- ENTRIES SUPPLIED -
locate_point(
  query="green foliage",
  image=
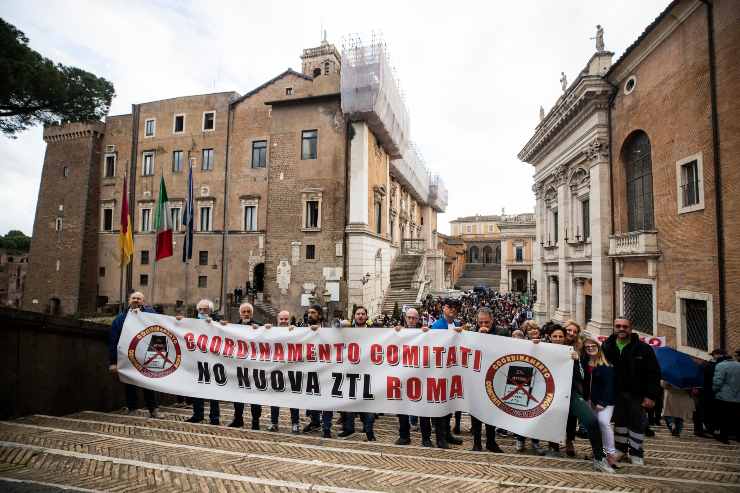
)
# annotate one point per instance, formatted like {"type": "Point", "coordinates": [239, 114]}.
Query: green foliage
{"type": "Point", "coordinates": [16, 241]}
{"type": "Point", "coordinates": [33, 89]}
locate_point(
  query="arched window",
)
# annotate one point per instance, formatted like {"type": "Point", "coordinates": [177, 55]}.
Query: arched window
{"type": "Point", "coordinates": [636, 157]}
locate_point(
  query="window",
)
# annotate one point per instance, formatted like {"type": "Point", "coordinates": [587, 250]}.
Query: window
{"type": "Point", "coordinates": [209, 120]}
{"type": "Point", "coordinates": [689, 180]}
{"type": "Point", "coordinates": [149, 125]}
{"type": "Point", "coordinates": [250, 218]}
{"type": "Point", "coordinates": [175, 214]}
{"type": "Point", "coordinates": [146, 216]}
{"type": "Point", "coordinates": [378, 218]}
{"type": "Point", "coordinates": [177, 161]}
{"type": "Point", "coordinates": [205, 218]}
{"type": "Point", "coordinates": [110, 166]}
{"type": "Point", "coordinates": [636, 156]}
{"type": "Point", "coordinates": [207, 163]}
{"type": "Point", "coordinates": [107, 219]}
{"type": "Point", "coordinates": [309, 139]}
{"type": "Point", "coordinates": [179, 125]}
{"type": "Point", "coordinates": [638, 305]}
{"type": "Point", "coordinates": [259, 154]}
{"type": "Point", "coordinates": [312, 214]}
{"type": "Point", "coordinates": [310, 252]}
{"type": "Point", "coordinates": [147, 166]}
{"type": "Point", "coordinates": [694, 314]}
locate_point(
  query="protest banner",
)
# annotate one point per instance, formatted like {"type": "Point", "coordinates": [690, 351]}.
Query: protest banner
{"type": "Point", "coordinates": [515, 384]}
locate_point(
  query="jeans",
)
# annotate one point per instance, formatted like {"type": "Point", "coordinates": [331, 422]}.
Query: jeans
{"type": "Point", "coordinates": [677, 423]}
{"type": "Point", "coordinates": [581, 410]}
{"type": "Point", "coordinates": [275, 415]}
{"type": "Point", "coordinates": [255, 409]}
{"type": "Point", "coordinates": [214, 412]}
{"type": "Point", "coordinates": [630, 422]}
{"type": "Point", "coordinates": [132, 397]}
{"type": "Point", "coordinates": [324, 417]}
{"type": "Point", "coordinates": [604, 417]}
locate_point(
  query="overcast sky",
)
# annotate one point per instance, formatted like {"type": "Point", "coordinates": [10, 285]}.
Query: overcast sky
{"type": "Point", "coordinates": [474, 73]}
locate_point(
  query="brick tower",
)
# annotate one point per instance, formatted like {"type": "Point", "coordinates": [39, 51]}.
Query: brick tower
{"type": "Point", "coordinates": [63, 259]}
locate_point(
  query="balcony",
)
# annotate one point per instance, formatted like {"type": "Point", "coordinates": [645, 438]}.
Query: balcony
{"type": "Point", "coordinates": [634, 244]}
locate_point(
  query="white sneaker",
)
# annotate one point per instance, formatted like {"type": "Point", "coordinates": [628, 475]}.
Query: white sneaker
{"type": "Point", "coordinates": [603, 466]}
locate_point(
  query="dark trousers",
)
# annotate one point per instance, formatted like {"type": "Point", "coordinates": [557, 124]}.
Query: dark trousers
{"type": "Point", "coordinates": [322, 417]}
{"type": "Point", "coordinates": [214, 412]}
{"type": "Point", "coordinates": [255, 409]}
{"type": "Point", "coordinates": [630, 422]}
{"type": "Point", "coordinates": [727, 417]}
{"type": "Point", "coordinates": [476, 428]}
{"type": "Point", "coordinates": [275, 415]}
{"type": "Point", "coordinates": [132, 397]}
{"type": "Point", "coordinates": [348, 421]}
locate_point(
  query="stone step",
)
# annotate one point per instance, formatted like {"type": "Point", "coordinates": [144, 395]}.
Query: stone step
{"type": "Point", "coordinates": [103, 451]}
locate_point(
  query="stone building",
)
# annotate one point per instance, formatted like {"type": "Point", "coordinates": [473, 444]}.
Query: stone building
{"type": "Point", "coordinates": [13, 270]}
{"type": "Point", "coordinates": [636, 193]}
{"type": "Point", "coordinates": [499, 250]}
{"type": "Point", "coordinates": [305, 189]}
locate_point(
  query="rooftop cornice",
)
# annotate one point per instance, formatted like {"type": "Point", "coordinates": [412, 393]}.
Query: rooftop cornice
{"type": "Point", "coordinates": [588, 88]}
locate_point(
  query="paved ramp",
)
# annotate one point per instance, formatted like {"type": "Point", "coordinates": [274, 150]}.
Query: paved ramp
{"type": "Point", "coordinates": [93, 451]}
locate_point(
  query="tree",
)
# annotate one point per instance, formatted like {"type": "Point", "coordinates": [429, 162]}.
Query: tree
{"type": "Point", "coordinates": [33, 89]}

- TRY IT -
Repeat every line of the data above exactly, but drop the pictures.

- YOUR SOLUTION -
locate_point(
  query="green foliage",
  image=
)
# annotate one point per instance, formatted like {"type": "Point", "coordinates": [239, 114]}.
Query: green foliage
{"type": "Point", "coordinates": [16, 241]}
{"type": "Point", "coordinates": [33, 89]}
locate_point(
  query="arched window",
)
# annotate one point per instance, formatted like {"type": "Point", "coordinates": [177, 55]}.
Query: arched window
{"type": "Point", "coordinates": [636, 157]}
locate_point(
  query="window",
)
# annotate one point per instance, formatted like {"type": "Point", "coordinates": [587, 250]}.
Query: window
{"type": "Point", "coordinates": [209, 120]}
{"type": "Point", "coordinates": [689, 180]}
{"type": "Point", "coordinates": [149, 125]}
{"type": "Point", "coordinates": [250, 218]}
{"type": "Point", "coordinates": [175, 214]}
{"type": "Point", "coordinates": [146, 216]}
{"type": "Point", "coordinates": [378, 218]}
{"type": "Point", "coordinates": [177, 161]}
{"type": "Point", "coordinates": [205, 218]}
{"type": "Point", "coordinates": [110, 166]}
{"type": "Point", "coordinates": [636, 156]}
{"type": "Point", "coordinates": [207, 163]}
{"type": "Point", "coordinates": [107, 219]}
{"type": "Point", "coordinates": [309, 139]}
{"type": "Point", "coordinates": [179, 125]}
{"type": "Point", "coordinates": [638, 305]}
{"type": "Point", "coordinates": [259, 154]}
{"type": "Point", "coordinates": [312, 214]}
{"type": "Point", "coordinates": [310, 252]}
{"type": "Point", "coordinates": [147, 166]}
{"type": "Point", "coordinates": [694, 314]}
locate_point(
  query="protest banner",
)
# annotate one point per instance, formatted like {"type": "Point", "coordinates": [690, 351]}.
Query: protest banner
{"type": "Point", "coordinates": [515, 384]}
locate_point(
  query="jeans",
)
# annotate one point per instance, formatted like {"type": "Point", "coordinates": [331, 422]}.
Query: jeans
{"type": "Point", "coordinates": [677, 423]}
{"type": "Point", "coordinates": [581, 410]}
{"type": "Point", "coordinates": [275, 415]}
{"type": "Point", "coordinates": [255, 409]}
{"type": "Point", "coordinates": [214, 412]}
{"type": "Point", "coordinates": [630, 422]}
{"type": "Point", "coordinates": [132, 397]}
{"type": "Point", "coordinates": [324, 417]}
{"type": "Point", "coordinates": [604, 417]}
locate_point(
  query="overcast sky",
)
# annotate one point per instance, formatted like {"type": "Point", "coordinates": [10, 285]}.
Query: overcast sky
{"type": "Point", "coordinates": [474, 73]}
locate_point(
  query="brick tower",
)
# annotate one point per instance, formatted like {"type": "Point", "coordinates": [39, 51]}.
Query: brick tower
{"type": "Point", "coordinates": [63, 259]}
locate_point(
  query="balcony",
)
# annotate one point per instance, formatted like {"type": "Point", "coordinates": [645, 438]}.
Query: balcony
{"type": "Point", "coordinates": [634, 244]}
locate_point(
  query="white sneaker",
)
# annotate one point per instance, formatted like {"type": "Point", "coordinates": [628, 475]}.
Query: white sneaker
{"type": "Point", "coordinates": [603, 466]}
locate_point(
  query="dark trousers",
)
# annotate one point per instance, formatted like {"type": "Point", "coordinates": [557, 124]}.
Query: dark trousers
{"type": "Point", "coordinates": [322, 417]}
{"type": "Point", "coordinates": [214, 412]}
{"type": "Point", "coordinates": [255, 409]}
{"type": "Point", "coordinates": [630, 422]}
{"type": "Point", "coordinates": [727, 417]}
{"type": "Point", "coordinates": [476, 428]}
{"type": "Point", "coordinates": [275, 415]}
{"type": "Point", "coordinates": [132, 397]}
{"type": "Point", "coordinates": [348, 421]}
locate_point(
  query="stone step",
)
# annotate one point per instance, formatted like {"type": "Point", "coordinates": [144, 395]}.
Query: stone step
{"type": "Point", "coordinates": [103, 451]}
locate_point(
  query="stone building",
)
# annotate one point per instance, formatted like {"type": "Point", "coordinates": [473, 444]}.
Query: stone building
{"type": "Point", "coordinates": [13, 270]}
{"type": "Point", "coordinates": [636, 193]}
{"type": "Point", "coordinates": [499, 250]}
{"type": "Point", "coordinates": [305, 189]}
locate_point(
  query="rooftop cornice",
)
# annotate one point per instance, formatted like {"type": "Point", "coordinates": [412, 393]}.
Query: rooftop cornice
{"type": "Point", "coordinates": [588, 88]}
locate_point(
  query="paved ramp",
)
# annotate one point per instance, formatted like {"type": "Point", "coordinates": [274, 150]}.
Query: paved ramp
{"type": "Point", "coordinates": [93, 451]}
locate_point(
  query="tree",
)
# annotate one point per instance, formatted like {"type": "Point", "coordinates": [429, 162]}.
Query: tree
{"type": "Point", "coordinates": [33, 89]}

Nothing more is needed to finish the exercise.